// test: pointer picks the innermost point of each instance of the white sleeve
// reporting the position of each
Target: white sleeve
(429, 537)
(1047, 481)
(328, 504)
..............................
* Work order: Take every line from the one containing "position of each" to the end of the listing and output it exactly, with nothing else.

* Output of the task:
// reporting the position of each
Target: white sleeve
(429, 537)
(1047, 481)
(328, 504)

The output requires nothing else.